WHAT YOU NEED TO DO
Restate the lines word for word, from the first line of the records through the line containing "box: [126, 152, 287, 174]". Leave out the pictures and anything after that line.
*** Opening RAW DATA ***
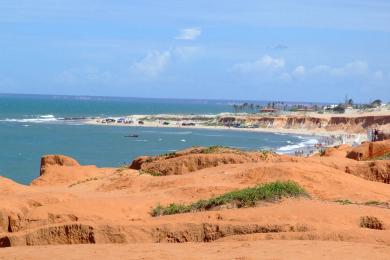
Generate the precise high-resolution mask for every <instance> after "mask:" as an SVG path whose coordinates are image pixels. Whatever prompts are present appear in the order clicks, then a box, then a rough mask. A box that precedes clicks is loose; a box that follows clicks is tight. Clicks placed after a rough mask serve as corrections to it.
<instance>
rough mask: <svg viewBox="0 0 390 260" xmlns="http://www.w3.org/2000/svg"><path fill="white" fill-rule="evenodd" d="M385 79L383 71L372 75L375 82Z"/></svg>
mask: <svg viewBox="0 0 390 260" xmlns="http://www.w3.org/2000/svg"><path fill="white" fill-rule="evenodd" d="M384 77H385V74H384V73H383V71H381V70H378V71H376V72H375V73H374V79H377V80H381V79H383V78H384Z"/></svg>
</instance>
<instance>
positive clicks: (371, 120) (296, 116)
mask: <svg viewBox="0 0 390 260" xmlns="http://www.w3.org/2000/svg"><path fill="white" fill-rule="evenodd" d="M219 121H220V122H221V123H226V122H231V121H237V122H241V123H251V124H258V125H259V126H260V127H265V128H281V129H309V130H310V129H312V130H326V131H345V132H350V133H365V131H366V129H367V128H369V127H370V128H379V129H383V130H385V131H389V130H390V129H389V126H390V115H378V116H348V115H345V116H343V115H340V116H328V115H320V114H319V115H290V116H249V117H244V116H234V117H232V116H229V117H221V118H220V119H219Z"/></svg>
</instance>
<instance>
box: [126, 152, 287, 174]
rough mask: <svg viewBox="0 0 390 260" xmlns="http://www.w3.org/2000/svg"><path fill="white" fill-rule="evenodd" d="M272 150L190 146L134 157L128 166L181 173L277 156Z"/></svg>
mask: <svg viewBox="0 0 390 260" xmlns="http://www.w3.org/2000/svg"><path fill="white" fill-rule="evenodd" d="M279 157H280V156H279V155H276V154H274V153H272V152H241V151H239V150H235V149H229V148H223V147H208V148H202V147H198V148H192V149H186V150H183V151H179V152H177V153H172V154H169V155H163V156H154V157H139V158H136V159H135V160H134V161H133V162H132V163H131V166H130V168H132V169H137V170H140V171H141V172H142V173H149V174H152V175H163V176H165V175H181V174H186V173H190V172H194V171H197V170H201V169H205V168H210V167H217V166H219V165H223V164H242V163H255V162H260V161H266V160H268V161H269V160H274V159H276V158H279Z"/></svg>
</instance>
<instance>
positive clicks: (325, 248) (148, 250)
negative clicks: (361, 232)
mask: <svg viewBox="0 0 390 260" xmlns="http://www.w3.org/2000/svg"><path fill="white" fill-rule="evenodd" d="M389 256H390V247H388V246H378V245H374V244H364V243H350V242H334V241H309V240H304V241H298V240H295V241H274V240H268V241H248V242H240V243H234V242H225V243H212V244H210V243H184V244H129V245H118V244H113V245H112V244H109V245H107V244H106V245H61V246H37V247H23V248H5V249H2V250H0V259H26V260H30V259H31V260H38V259H44V258H55V259H59V260H60V259H91V258H92V259H96V260H98V259H362V260H366V259H383V260H385V259H388V258H389Z"/></svg>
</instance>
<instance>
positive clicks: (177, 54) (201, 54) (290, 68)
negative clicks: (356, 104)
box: [0, 0, 390, 102]
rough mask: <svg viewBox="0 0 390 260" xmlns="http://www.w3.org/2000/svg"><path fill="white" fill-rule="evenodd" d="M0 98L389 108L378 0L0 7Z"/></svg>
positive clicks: (2, 0) (343, 0)
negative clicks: (225, 100)
mask: <svg viewBox="0 0 390 260" xmlns="http://www.w3.org/2000/svg"><path fill="white" fill-rule="evenodd" d="M0 32H1V33H0V92H3V93H32V94H66V95H103V96H133V97H169V98H212V99H251V100H253V99H257V100H290V101H332V102H337V101H343V99H344V97H345V95H349V96H350V97H352V98H353V99H354V100H356V101H360V102H367V101H370V100H373V99H375V98H381V99H383V100H385V101H390V1H372V0H371V1H369V0H366V1H363V0H354V1H349V0H348V1H345V0H339V1H331V0H329V1H321V0H319V1H278V0H276V1H260V0H247V1H233V0H225V1H206V0H197V1H179V0H177V1H172V0H171V1H169V0H167V1H157V0H155V1H148V0H140V1H138V0H132V1H124V0H123V1H119V0H111V1H99V0H95V1H92V0H83V1H80V0H78V1H75V0H35V1H18V0H0Z"/></svg>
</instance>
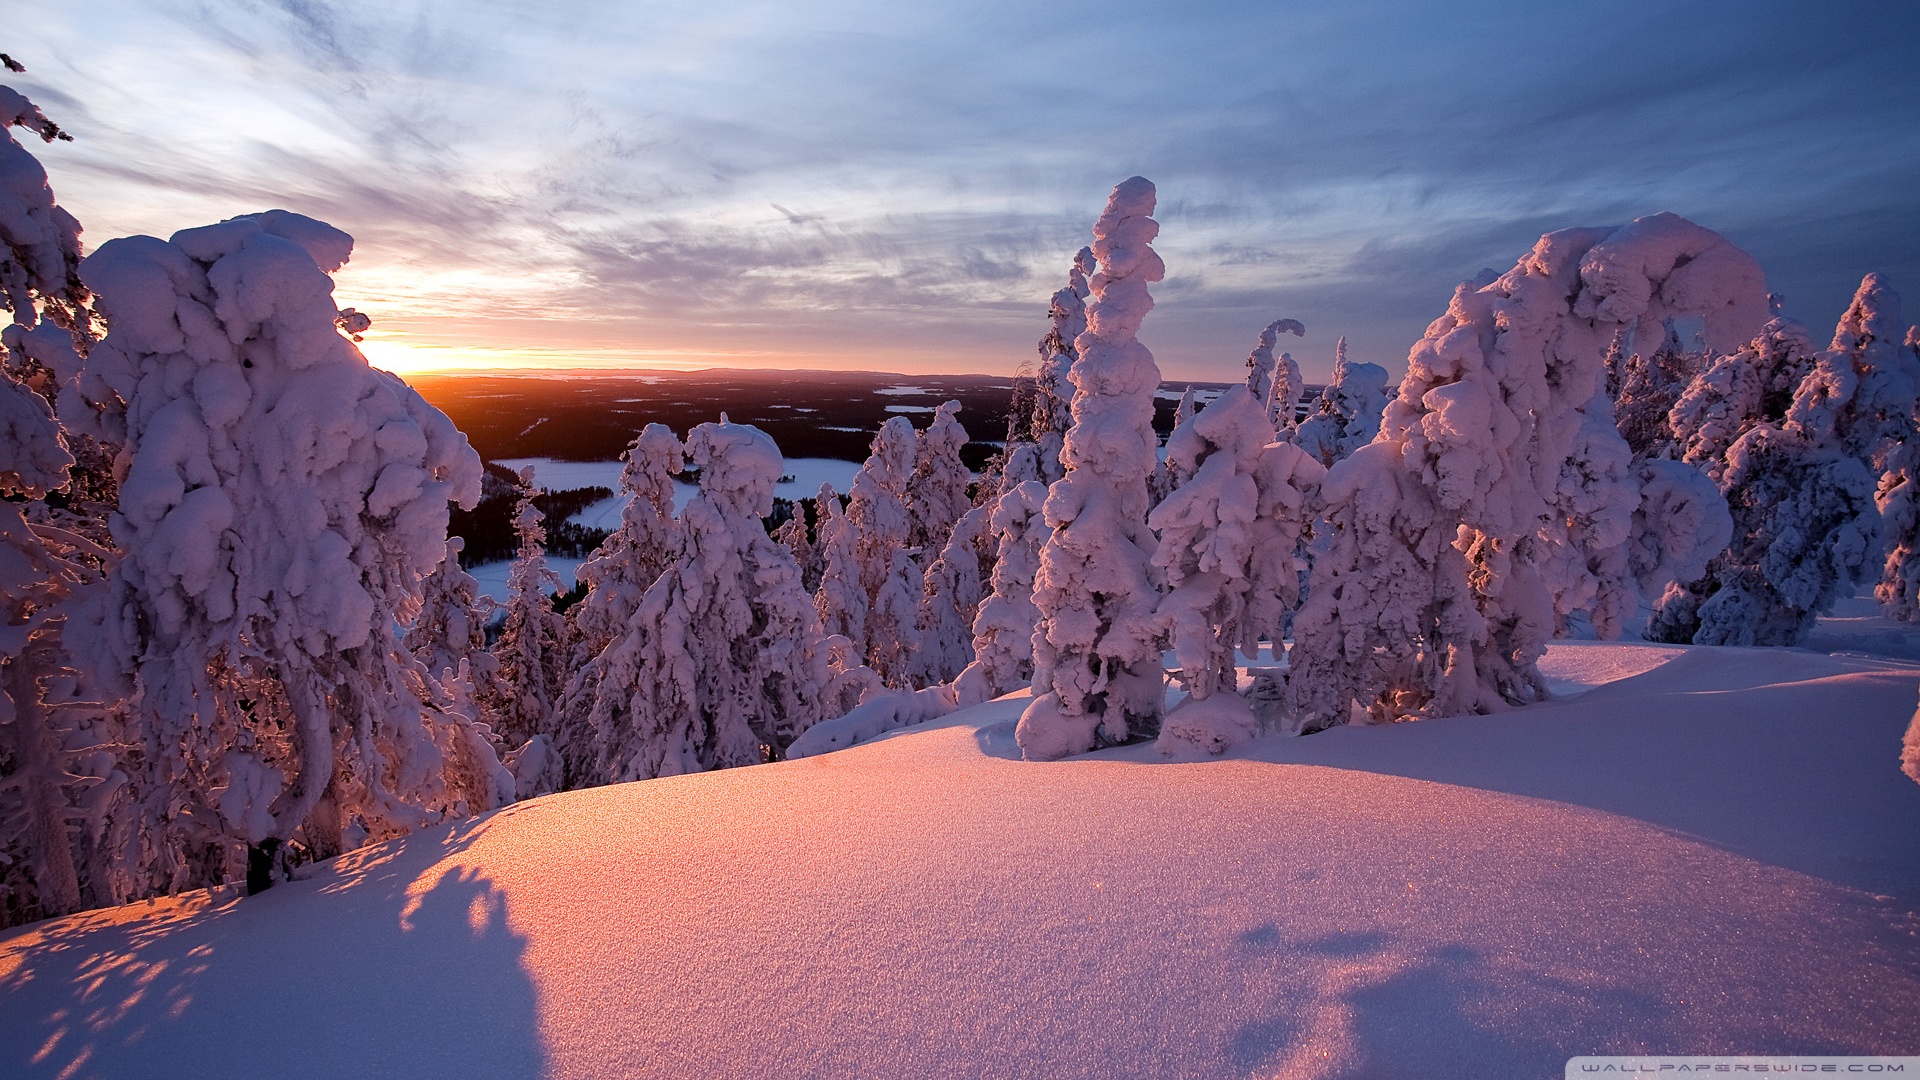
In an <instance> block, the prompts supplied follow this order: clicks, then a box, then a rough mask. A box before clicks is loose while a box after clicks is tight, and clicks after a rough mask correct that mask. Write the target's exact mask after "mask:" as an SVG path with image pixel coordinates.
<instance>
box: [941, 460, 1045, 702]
mask: <svg viewBox="0 0 1920 1080" xmlns="http://www.w3.org/2000/svg"><path fill="white" fill-rule="evenodd" d="M1044 503H1046V484H1041V482H1039V480H1031V479H1029V480H1023V482H1020V484H1016V486H1014V488H1010V490H1008V492H1006V494H1002V496H1000V498H998V500H996V502H995V503H993V517H991V519H989V534H991V536H993V542H995V561H993V575H991V584H993V592H991V594H989V596H987V598H985V600H981V603H979V611H977V613H975V615H973V663H970V665H968V667H966V671H962V673H960V676H958V678H956V680H954V688H956V694H958V703H960V705H977V703H981V701H987V700H989V698H998V696H1000V694H1010V692H1014V690H1018V688H1021V686H1027V684H1029V682H1033V628H1035V626H1037V625H1039V621H1041V611H1039V607H1035V605H1033V580H1035V577H1037V575H1039V569H1041V542H1043V540H1044V538H1046V532H1044V517H1043V513H1041V507H1043V505H1044Z"/></svg>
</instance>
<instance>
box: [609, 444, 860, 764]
mask: <svg viewBox="0 0 1920 1080" xmlns="http://www.w3.org/2000/svg"><path fill="white" fill-rule="evenodd" d="M685 448H687V455H689V457H691V459H693V465H695V467H697V469H699V475H701V490H699V494H697V496H695V498H693V500H691V502H689V503H687V505H685V509H684V511H682V515H680V534H678V540H676V548H674V559H672V563H670V565H668V569H666V573H664V575H660V578H659V580H655V582H653V586H651V588H649V590H647V596H645V598H643V600H641V605H639V611H637V613H636V619H634V621H632V625H630V626H628V630H626V634H622V636H620V638H616V640H614V642H612V644H611V646H609V648H607V651H605V653H603V657H605V659H607V665H605V671H603V675H601V684H599V692H597V694H595V700H593V707H591V711H589V726H591V732H593V751H595V755H593V759H595V765H593V776H591V780H595V782H618V780H641V778H649V776H666V774H678V773H699V771H705V769H724V767H732V765H753V763H758V761H766V759H768V757H778V755H780V751H781V749H783V748H785V746H787V744H789V742H793V738H795V736H797V734H799V732H803V730H806V726H810V724H812V723H816V721H818V719H820V715H822V698H824V694H826V692H828V686H829V680H831V673H829V669H828V644H829V642H828V638H826V636H824V634H822V632H820V617H818V615H816V613H814V607H812V603H810V600H808V596H806V592H804V590H803V588H801V569H799V567H797V565H795V563H793V553H791V552H787V550H785V548H783V546H781V544H776V542H774V540H772V538H768V534H766V528H764V527H762V525H760V519H762V517H764V515H768V513H770V511H772V509H774V484H776V482H778V480H780V473H781V457H780V450H778V448H776V446H774V440H772V438H768V436H766V434H764V432H760V430H758V429H755V427H747V425H733V423H728V421H726V417H724V415H722V417H720V423H716V425H712V423H707V425H699V427H695V429H693V430H691V432H689V434H687V442H685Z"/></svg>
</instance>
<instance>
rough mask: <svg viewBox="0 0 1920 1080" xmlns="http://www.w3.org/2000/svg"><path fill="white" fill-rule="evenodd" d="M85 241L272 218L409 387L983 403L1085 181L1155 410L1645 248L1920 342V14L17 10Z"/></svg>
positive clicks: (1031, 329)
mask: <svg viewBox="0 0 1920 1080" xmlns="http://www.w3.org/2000/svg"><path fill="white" fill-rule="evenodd" d="M15 12H19V13H17V15H15V17H10V23H13V25H12V27H10V33H8V40H6V42H4V44H0V48H6V52H10V54H12V56H15V58H17V60H21V61H25V63H27V65H29V73H27V75H23V77H13V79H12V81H10V83H12V85H15V86H17V88H21V90H25V92H27V94H31V96H33V98H35V100H36V102H38V104H40V106H42V108H46V111H48V113H50V115H54V119H58V121H60V123H61V125H63V127H67V129H69V131H73V133H75V136H77V142H73V144H58V146H48V148H42V150H36V152H38V154H40V158H42V161H44V163H46V165H48V171H50V173H52V179H54V188H56V192H58V196H60V200H61V202H63V204H65V206H67V208H69V209H73V211H75V213H77V215H79V217H81V221H83V223H84V225H86V231H88V233H86V238H88V242H92V244H98V242H102V240H106V238H109V236H117V234H127V233H157V234H167V233H171V231H175V229H182V227H190V225H202V223H207V221H217V219H221V217H228V215H232V213H244V211H253V209H265V208H271V206H280V208H288V209H296V211H301V213H311V215H315V217H323V219H328V221H332V223H334V225H340V227H342V229H346V231H349V233H353V234H355V236H357V240H359V246H357V254H355V259H353V265H349V267H348V271H344V273H342V277H340V296H342V302H344V304H357V306H359V307H363V309H367V311H371V313H372V315H374V317H376V323H374V331H376V332H374V334H372V338H371V344H369V352H371V354H372V356H374V359H376V361H380V363H390V365H394V367H422V365H465V363H476V365H478V363H511V365H524V363H538V365H549V363H564V361H580V363H591V365H601V367H607V365H660V363H672V365H724V363H753V365H780V367H876V369H891V371H912V373H922V371H987V373H1004V371H1012V369H1014V365H1016V363H1020V361H1021V359H1025V357H1029V356H1031V354H1033V342H1035V340H1037V338H1039V336H1041V332H1043V331H1044V309H1046V298H1048V294H1050V292H1052V290H1054V288H1058V286H1060V284H1062V282H1064V275H1066V267H1068V261H1069V258H1071V254H1073V250H1075V248H1079V246H1081V244H1083V242H1087V229H1089V225H1091V223H1092V219H1094V215H1096V213H1098V209H1100V206H1102V204H1104V200H1106V192H1108V190H1110V188H1112V184H1114V183H1117V181H1121V179H1125V177H1129V175H1135V173H1139V175H1146V177H1150V179H1152V181H1156V184H1158V186H1160V208H1162V209H1160V213H1158V217H1160V221H1162V242H1160V244H1158V246H1160V252H1162V256H1164V258H1165V261H1167V267H1169V277H1167V281H1165V282H1164V284H1162V286H1160V288H1158V290H1156V298H1158V307H1156V311H1154V313H1152V315H1150V317H1148V321H1146V327H1144V329H1142V340H1146V344H1148V346H1152V348H1154V352H1156V356H1158V357H1160V361H1162V369H1164V371H1165V373H1167V377H1169V379H1231V377H1235V375H1236V371H1238V369H1240V365H1242V361H1244V357H1246V354H1248V350H1250V348H1252V344H1254V338H1256V336H1258V332H1260V329H1261V327H1263V325H1265V323H1267V321H1271V319H1277V317H1294V319H1300V321H1304V323H1306V325H1308V336H1306V338H1304V340H1298V342H1296V340H1292V338H1288V348H1290V350H1292V352H1294V356H1296V359H1300V361H1302V367H1306V371H1308V375H1309V379H1313V377H1319V375H1325V371H1327V369H1329V365H1331V359H1332V342H1334V338H1336V336H1338V334H1346V336H1348V340H1350V344H1352V352H1354V356H1356V359H1375V361H1380V363H1386V365H1388V367H1390V369H1394V371H1402V369H1404V359H1405V352H1407V346H1409V344H1411V342H1413V340H1415V338H1417V336H1419V332H1421V329H1423V327H1425V325H1427V321H1430V319H1432V317H1434V315H1438V313H1440V311H1442V309H1444V306H1446V300H1448V296H1450V294H1452V288H1453V284H1455V282H1457V281H1461V279H1467V277H1471V275H1473V273H1475V271H1478V269H1480V267H1496V269H1505V267H1509V265H1511V263H1513V259H1515V258H1517V256H1519V254H1521V252H1524V250H1526V248H1528V246H1530V242H1532V238H1534V236H1538V234H1540V233H1542V231H1549V229H1561V227H1572V225H1611V223H1622V221H1626V219H1632V217H1638V215H1644V213H1655V211H1661V209H1670V211H1676V213H1682V215H1686V217H1692V219H1693V221H1699V223H1701V225H1707V227H1711V229H1716V231H1720V233H1724V234H1726V236H1730V238H1732V240H1734V242H1736V244H1741V246H1743V248H1747V250H1751V252H1753V254H1755V256H1759V259H1761V263H1763V265H1764V267H1766V271H1768V281H1770V284H1772V288H1774V290H1776V292H1780V294H1784V296H1786V304H1788V313H1791V315H1797V317H1801V319H1805V321H1809V323H1811V325H1814V329H1816V331H1820V332H1824V331H1826V327H1830V325H1832V321H1834V319H1836V317H1837V313H1839V309H1841V307H1843V304H1845V300H1847V296H1849V294H1851V290H1853V286H1855V284H1857V282H1859V277H1860V275H1862V273H1864V271H1870V269H1878V271H1884V273H1887V275H1891V281H1893V284H1895V288H1905V290H1907V292H1908V294H1910V296H1912V302H1910V304H1908V306H1910V307H1914V311H1916V313H1920V196H1916V194H1914V192H1920V61H1916V60H1914V54H1912V44H1914V42H1916V40H1920V4H1910V2H1887V4H1832V2H1822V4H1811V2H1809V4H1766V2H1753V0H1745V2H1738V4H1736V2H1726V4H1651V2H1636V4H1555V2H1546V4H1519V6H1500V8H1494V6H1461V4H1379V2H1375V4H1367V2H1359V4H1342V6H1338V8H1334V6H1323V4H1275V2H1269V4H1181V6H1177V8H1175V6H1169V4H1100V6H1041V4H998V2H970V4H920V6H908V4H866V2H814V4H732V2H726V0H708V2H697V4H653V2H645V4H620V2H611V4H609V2H597V0H582V2H570V4H551V6H549V4H515V2H501V4H482V2H472V0H447V2H415V0H388V2H382V4H371V2H324V0H271V2H207V4H186V2H169V0H150V2H127V0H61V2H31V0H29V2H27V4H15Z"/></svg>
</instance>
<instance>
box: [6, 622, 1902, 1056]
mask: <svg viewBox="0 0 1920 1080" xmlns="http://www.w3.org/2000/svg"><path fill="white" fill-rule="evenodd" d="M1657 659H1665V663H1657V665H1651V667H1649V663H1651V661H1657ZM1544 667H1546V669H1548V671H1549V676H1553V678H1561V680H1565V682H1576V684H1580V686H1592V690H1588V692H1586V694H1582V696H1578V698H1572V700H1555V701H1549V703H1540V705H1532V707H1526V709H1517V711H1511V713H1503V715H1486V717H1457V719H1436V721H1421V723H1411V724H1388V726H1340V728H1334V730H1329V732H1321V734H1315V736H1306V738H1269V740H1260V742H1254V744H1252V746H1248V748H1244V749H1242V751H1240V753H1236V755H1231V757H1227V759H1221V761H1208V763H1190V765H1156V761H1158V755H1156V751H1154V748H1152V746H1129V748H1117V749H1108V751H1100V753H1094V755H1089V757H1079V759H1069V761H1058V763H1025V761H1012V759H1010V757H1018V746H1016V744H1014V736H1012V728H1014V721H1016V717H1018V715H1020V711H1021V707H1025V696H1010V698H1002V700H996V701H989V703H985V705H979V707H973V709H966V711H960V713H954V715H950V717H947V719H943V721H937V723H933V724H927V726H920V728H908V730H902V732H895V734H891V736H883V738H881V740H877V742H872V744H866V746H858V748H852V749H847V751H841V753H829V755H826V757H814V759H804V761H791V763H781V765H766V767H753V769H732V771H722V773H707V774H693V776H674V778H664V780H647V782H639V784H620V786H611V788H595V790H586V792H574V794H563V796H549V798H541V799H534V801H528V803H520V805H515V807H509V809H505V811H497V813H493V815H488V817H484V819H478V821H474V822H467V824H461V826H451V828H438V830H426V832H420V834H415V836H413V838H407V840H399V842H392V844H384V846H376V847H369V849H363V851H357V853H351V855H346V857H342V859H336V861H334V863H330V865H326V867H323V869H319V871H317V872H315V874H313V876H311V878H307V880H300V882H290V884H284V886H278V888H275V890H271V892H267V894H263V896H259V897H253V899H244V901H238V899H225V897H223V899H219V901H209V899H207V897H205V896H204V894H200V896H194V897H180V899H163V901H157V903H150V905H146V903H142V905H131V907H123V909H111V911H98V913H86V915H77V917H69V919H63V920H52V922H40V924H33V926H25V928H21V930H15V932H13V934H12V936H8V938H4V940H0V999H4V1001H6V1007H4V1009H0V1072H6V1074H8V1076H21V1078H29V1076H35V1078H36V1076H60V1074H75V1076H106V1078H115V1076H188V1074H190V1076H207V1078H219V1076H261V1074H273V1076H409V1078H428V1076H463V1078H486V1076H561V1078H601V1076H607V1078H611V1076H634V1074H641V1072H647V1074H664V1076H1068V1078H1071V1076H1248V1074H1260V1076H1286V1078H1321V1076H1325V1078H1334V1076H1340V1078H1357V1076H1500V1078H1505V1076H1559V1072H1561V1068H1563V1063H1565V1061H1567V1057H1571V1055H1576V1053H1653V1051H1663V1053H1676V1051H1682V1049H1684V1053H1910V1051H1912V1047H1914V1045H1920V940H1916V932H1920V917H1916V915H1914V905H1916V903H1920V844H1916V840H1914V838H1916V836H1920V788H1916V786H1914V784H1912V782H1910V780H1907V778H1905V776H1903V774H1901V773H1899V765H1897V755H1899V744H1901V732H1903V728H1905V726H1907V719H1908V715H1910V713H1912V703H1914V690H1916V682H1920V667H1916V665H1910V663H1897V661H1868V659H1847V657H1828V655H1818V653H1811V651H1799V650H1734V648H1678V646H1676V648H1653V646H1619V644H1555V646H1551V650H1549V653H1548V663H1546V665H1544ZM1617 676H1622V678H1617ZM250 1032H253V1034H265V1032H286V1034H290V1036H292V1038H286V1040H280V1038H275V1042H273V1043H271V1045H267V1043H263V1042H261V1040H259V1038H255V1036H253V1034H250Z"/></svg>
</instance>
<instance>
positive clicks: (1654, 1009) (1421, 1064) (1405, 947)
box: [1225, 924, 1665, 1080]
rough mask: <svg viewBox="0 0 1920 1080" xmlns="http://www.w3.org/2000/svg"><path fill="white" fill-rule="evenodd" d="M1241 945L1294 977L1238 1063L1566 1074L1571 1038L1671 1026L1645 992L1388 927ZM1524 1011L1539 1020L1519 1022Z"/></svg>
mask: <svg viewBox="0 0 1920 1080" xmlns="http://www.w3.org/2000/svg"><path fill="white" fill-rule="evenodd" d="M1240 942H1242V945H1246V947H1248V949H1250V951H1252V953H1254V955H1260V957H1261V959H1263V961H1267V963H1273V965H1275V967H1277V974H1279V972H1284V978H1281V980H1279V986H1281V990H1279V999H1277V1001H1275V1003H1273V1007H1271V1009H1269V1011H1267V1015H1263V1017H1258V1019H1254V1020H1248V1022H1244V1024H1242V1026H1240V1028H1238V1030H1236V1032H1235V1034H1233V1036H1231V1040H1229V1043H1227V1047H1225V1049H1227V1057H1229V1061H1231V1063H1233V1067H1235V1068H1238V1070H1254V1072H1260V1074H1275V1076H1290V1078H1294V1076H1302V1078H1304V1076H1313V1078H1329V1080H1331V1078H1340V1080H1363V1078H1365V1080H1392V1078H1400V1076H1405V1078H1427V1076H1548V1074H1555V1076H1557V1074H1559V1070H1561V1067H1563V1065H1565V1063H1567V1057H1569V1051H1567V1047H1569V1045H1588V1047H1601V1045H1615V1043H1617V1040H1619V1024H1620V1022H1622V1020H1624V1019H1632V1026H1634V1028H1636V1030H1640V1032H1649V1034H1657V1032H1661V1030H1663V1028H1665V1026H1663V1013H1665V1009H1663V1005H1661V1003H1659V1001H1657V999H1655V997H1649V995H1645V994H1642V992H1636V990H1632V988H1626V986H1576V984H1569V982H1565V980H1557V978H1551V976H1548V974H1546V972H1540V970H1528V969H1524V967H1519V965H1517V963H1515V961H1511V959H1507V961H1496V959H1492V957H1486V955H1482V953H1480V951H1476V949H1471V947H1465V945H1438V947H1432V945H1425V947H1409V945H1402V944H1396V942H1394V940H1392V938H1390V936H1388V934H1377V932H1354V934H1327V936H1323V938H1315V940H1308V942H1286V940H1284V936H1283V932H1281V930H1279V928H1277V926H1273V924H1267V926H1261V928H1256V930H1250V932H1246V934H1242V938H1240ZM1517 1011H1519V1013H1523V1015H1532V1017H1534V1019H1536V1022H1532V1024H1528V1022H1524V1020H1521V1022H1515V1013H1517ZM1596 1053H1597V1051H1596Z"/></svg>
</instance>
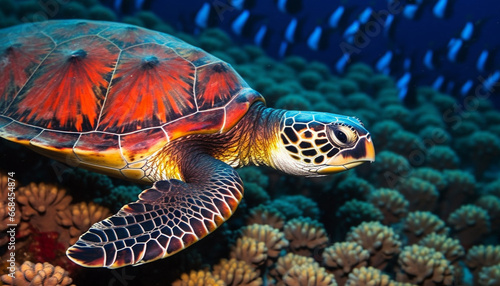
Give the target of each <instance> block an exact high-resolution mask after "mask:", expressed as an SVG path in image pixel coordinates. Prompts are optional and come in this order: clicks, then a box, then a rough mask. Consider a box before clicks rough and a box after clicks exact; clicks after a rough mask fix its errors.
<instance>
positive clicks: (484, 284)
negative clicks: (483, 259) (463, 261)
mask: <svg viewBox="0 0 500 286" xmlns="http://www.w3.org/2000/svg"><path fill="white" fill-rule="evenodd" d="M478 284H479V286H495V285H500V264H497V265H494V266H490V267H484V268H483V269H482V270H481V272H479V279H478Z"/></svg>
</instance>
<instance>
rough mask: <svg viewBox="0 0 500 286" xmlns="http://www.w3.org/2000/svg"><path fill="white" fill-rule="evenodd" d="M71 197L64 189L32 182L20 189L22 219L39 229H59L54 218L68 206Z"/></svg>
*** Closing RAW DATA ***
PROBLEM SOLUTION
Generate the precise high-resolution mask for every <instance> after "mask:" as an SVG path whose coordinates are image pixels. Whatever prompts are present appear in the order clicks, then a box, then a rough mask. A box that precedes clicks is loose; a box that follows clicks is tight. Clicks placed after a rough mask serve as corrections to it.
<instance>
rough mask: <svg viewBox="0 0 390 260" xmlns="http://www.w3.org/2000/svg"><path fill="white" fill-rule="evenodd" d="M385 79L383 71L372 75L375 82Z"/></svg>
mask: <svg viewBox="0 0 390 260" xmlns="http://www.w3.org/2000/svg"><path fill="white" fill-rule="evenodd" d="M384 77H385V74H384V73H383V71H381V70H378V71H376V72H375V73H374V79H377V80H381V79H383V78H384Z"/></svg>
</instance>
<instance>
positive clicks: (371, 120) (296, 116)
mask: <svg viewBox="0 0 390 260" xmlns="http://www.w3.org/2000/svg"><path fill="white" fill-rule="evenodd" d="M219 121H220V122H221V123H226V122H231V121H237V122H241V123H251V124H258V125H259V126H260V127H265V128H281V129H309V130H310V129H312V130H326V131H345V132H350V133H365V131H366V129H367V128H369V127H370V128H379V129H383V130H385V131H389V130H390V129H389V126H390V115H378V116H348V115H345V116H343V115H340V116H328V115H320V114H319V115H290V116H249V117H244V116H234V117H232V116H229V117H221V118H220V119H219Z"/></svg>
</instance>
<instance>
box: [126, 152, 287, 174]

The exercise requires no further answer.